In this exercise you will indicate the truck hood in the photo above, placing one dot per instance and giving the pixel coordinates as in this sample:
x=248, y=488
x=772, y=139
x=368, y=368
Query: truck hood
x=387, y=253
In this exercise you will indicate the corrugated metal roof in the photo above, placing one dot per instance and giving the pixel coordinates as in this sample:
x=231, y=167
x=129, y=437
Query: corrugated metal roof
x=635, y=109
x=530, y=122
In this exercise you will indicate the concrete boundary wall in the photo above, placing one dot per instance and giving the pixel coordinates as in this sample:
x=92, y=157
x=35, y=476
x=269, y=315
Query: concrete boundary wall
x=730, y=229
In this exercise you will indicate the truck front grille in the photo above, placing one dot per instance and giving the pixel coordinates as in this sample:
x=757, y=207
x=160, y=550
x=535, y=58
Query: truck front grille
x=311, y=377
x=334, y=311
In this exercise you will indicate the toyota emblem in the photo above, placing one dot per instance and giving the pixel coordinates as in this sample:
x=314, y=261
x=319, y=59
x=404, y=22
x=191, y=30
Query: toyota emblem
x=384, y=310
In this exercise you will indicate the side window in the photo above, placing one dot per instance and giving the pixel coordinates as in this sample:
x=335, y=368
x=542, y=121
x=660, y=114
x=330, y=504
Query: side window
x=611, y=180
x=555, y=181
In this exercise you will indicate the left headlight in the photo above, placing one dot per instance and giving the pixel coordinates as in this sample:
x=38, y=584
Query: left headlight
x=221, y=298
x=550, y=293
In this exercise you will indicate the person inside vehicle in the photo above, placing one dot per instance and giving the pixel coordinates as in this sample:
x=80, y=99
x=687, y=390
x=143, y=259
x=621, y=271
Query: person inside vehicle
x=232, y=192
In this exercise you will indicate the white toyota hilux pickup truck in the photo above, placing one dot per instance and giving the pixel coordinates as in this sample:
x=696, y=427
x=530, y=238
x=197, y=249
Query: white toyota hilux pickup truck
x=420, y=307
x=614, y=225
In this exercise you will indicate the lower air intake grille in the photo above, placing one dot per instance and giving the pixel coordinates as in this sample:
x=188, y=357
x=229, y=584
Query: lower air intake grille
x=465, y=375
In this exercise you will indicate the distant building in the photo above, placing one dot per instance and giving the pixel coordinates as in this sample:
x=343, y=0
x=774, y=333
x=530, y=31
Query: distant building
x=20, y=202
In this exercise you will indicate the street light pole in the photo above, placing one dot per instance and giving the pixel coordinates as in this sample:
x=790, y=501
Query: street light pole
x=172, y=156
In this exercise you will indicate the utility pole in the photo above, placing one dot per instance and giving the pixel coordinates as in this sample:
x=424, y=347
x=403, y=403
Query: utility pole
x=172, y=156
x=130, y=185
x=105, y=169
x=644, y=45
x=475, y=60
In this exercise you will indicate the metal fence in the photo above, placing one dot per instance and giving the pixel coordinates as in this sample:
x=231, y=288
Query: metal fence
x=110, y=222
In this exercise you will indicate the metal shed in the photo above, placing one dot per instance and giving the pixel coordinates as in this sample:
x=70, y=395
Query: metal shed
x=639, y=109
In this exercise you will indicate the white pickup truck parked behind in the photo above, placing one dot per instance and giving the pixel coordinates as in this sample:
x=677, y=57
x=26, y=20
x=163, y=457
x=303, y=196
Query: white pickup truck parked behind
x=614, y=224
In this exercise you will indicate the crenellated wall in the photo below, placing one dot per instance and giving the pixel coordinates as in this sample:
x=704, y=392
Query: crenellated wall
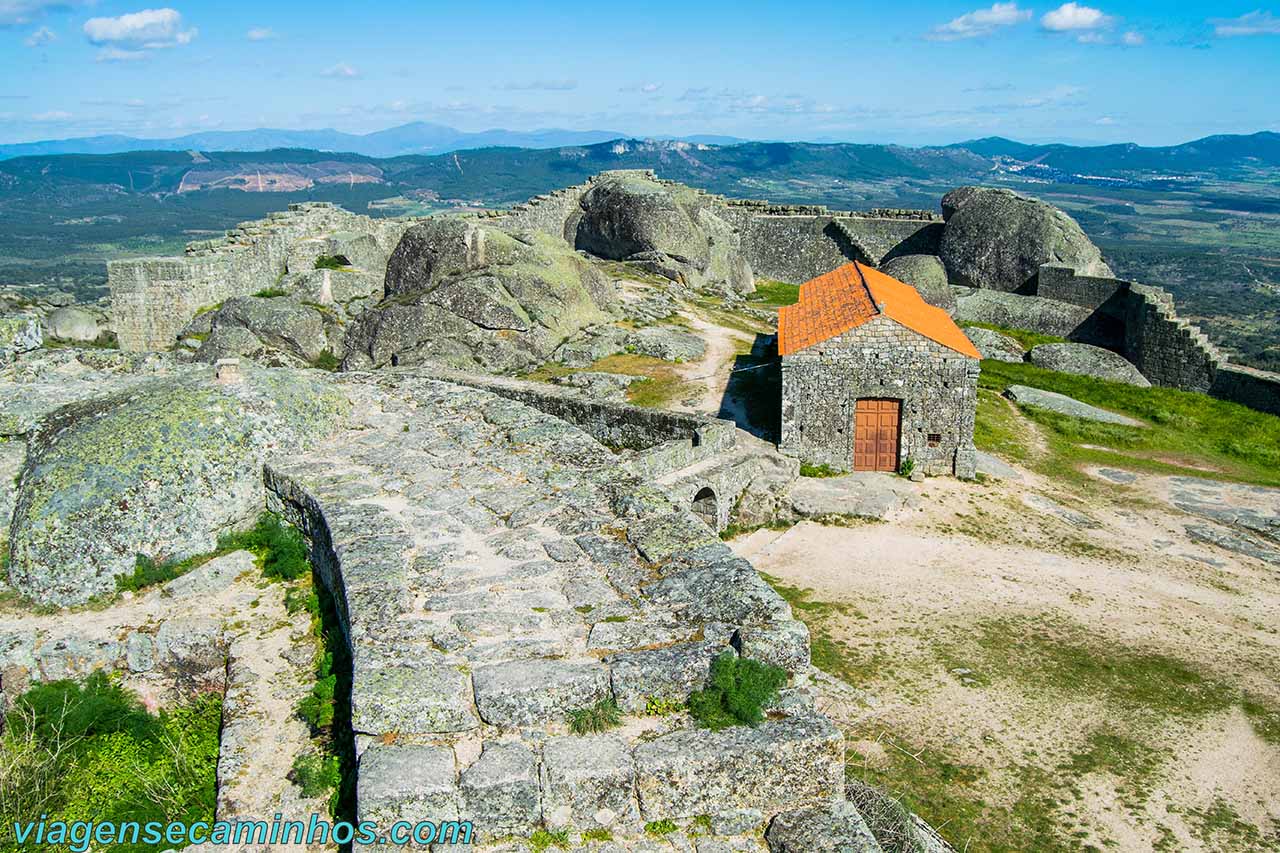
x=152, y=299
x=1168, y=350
____________
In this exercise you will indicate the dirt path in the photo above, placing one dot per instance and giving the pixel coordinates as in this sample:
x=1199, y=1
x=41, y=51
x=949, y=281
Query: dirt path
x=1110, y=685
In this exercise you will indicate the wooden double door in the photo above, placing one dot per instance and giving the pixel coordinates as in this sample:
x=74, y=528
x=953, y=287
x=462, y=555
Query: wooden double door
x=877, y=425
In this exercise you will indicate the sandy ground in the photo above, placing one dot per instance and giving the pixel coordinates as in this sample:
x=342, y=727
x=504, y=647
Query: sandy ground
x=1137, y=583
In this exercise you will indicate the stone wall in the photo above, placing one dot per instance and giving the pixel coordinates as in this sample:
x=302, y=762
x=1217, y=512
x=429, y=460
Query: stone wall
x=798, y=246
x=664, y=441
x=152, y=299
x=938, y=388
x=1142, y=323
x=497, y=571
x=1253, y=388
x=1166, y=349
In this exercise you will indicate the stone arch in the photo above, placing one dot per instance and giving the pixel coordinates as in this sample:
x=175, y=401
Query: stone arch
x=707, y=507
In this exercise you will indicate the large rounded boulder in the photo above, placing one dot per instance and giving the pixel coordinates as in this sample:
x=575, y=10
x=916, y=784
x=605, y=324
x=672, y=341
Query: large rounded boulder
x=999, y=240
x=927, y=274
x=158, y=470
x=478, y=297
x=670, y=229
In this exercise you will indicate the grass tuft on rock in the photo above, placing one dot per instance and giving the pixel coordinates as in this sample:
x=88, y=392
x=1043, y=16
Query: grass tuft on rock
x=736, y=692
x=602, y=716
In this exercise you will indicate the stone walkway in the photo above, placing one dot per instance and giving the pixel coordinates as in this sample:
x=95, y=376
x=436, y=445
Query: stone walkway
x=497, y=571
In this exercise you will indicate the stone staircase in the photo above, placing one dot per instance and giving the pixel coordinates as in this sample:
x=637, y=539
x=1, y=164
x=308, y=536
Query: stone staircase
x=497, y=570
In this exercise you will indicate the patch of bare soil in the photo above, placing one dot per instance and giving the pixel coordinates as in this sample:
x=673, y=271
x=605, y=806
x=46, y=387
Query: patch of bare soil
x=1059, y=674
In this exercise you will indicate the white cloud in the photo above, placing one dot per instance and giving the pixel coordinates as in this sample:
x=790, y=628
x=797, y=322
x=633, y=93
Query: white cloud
____________
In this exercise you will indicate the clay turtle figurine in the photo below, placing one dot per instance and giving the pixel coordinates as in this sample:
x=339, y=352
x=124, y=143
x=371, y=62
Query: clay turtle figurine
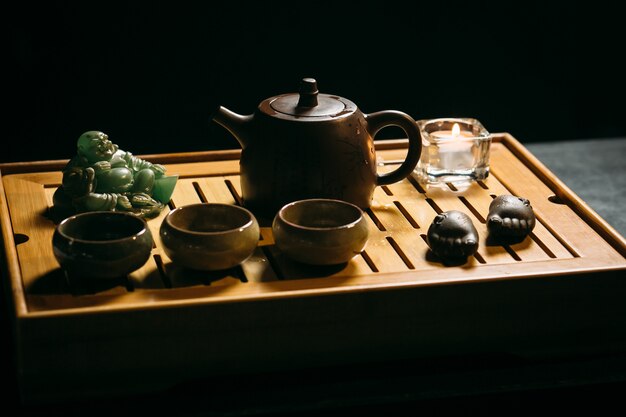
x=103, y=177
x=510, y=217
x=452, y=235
____________
▶ _Short exercise_
Repeat only the records from the line with "In this exercise you will indicate the truck hood" to the line with "x=384, y=310", swapping "dot" for "marker" and leaving everything else as it is.

▶ _Task answer_
In this exercise you will indicate the truck hood in the photo above, placing one marker per instance and giving the pixel coordinates as in this sample:
x=248, y=488
x=772, y=139
x=368, y=368
Query: truck hood
x=387, y=253
In this exercise you will indicate the corrugated metal roof in the photo above, placing one marker per instance and giving the pixel coordinates as in this sample:
x=231, y=167
x=129, y=437
Query: corrugated metal roof
x=635, y=109
x=530, y=122
In this exercise you will indicate the concrete boundary wall in the photo above, placing one marker per instance and giving the pixel coordinates as in this sample:
x=92, y=157
x=35, y=476
x=269, y=315
Query: concrete boundary wall
x=730, y=229
In this exercise you will indicate the truck front grille in the photo above, placing one marker per instance and giving the pixel coordinates as in this sample:
x=757, y=207
x=160, y=550
x=535, y=58
Query: truck front grille
x=311, y=377
x=334, y=311
In this exercise you will indicate the toyota emblem in the photo above, placing one marker per instance and giving the pixel coordinates as in this sample:
x=314, y=261
x=319, y=59
x=404, y=22
x=191, y=30
Query: toyota emblem
x=384, y=310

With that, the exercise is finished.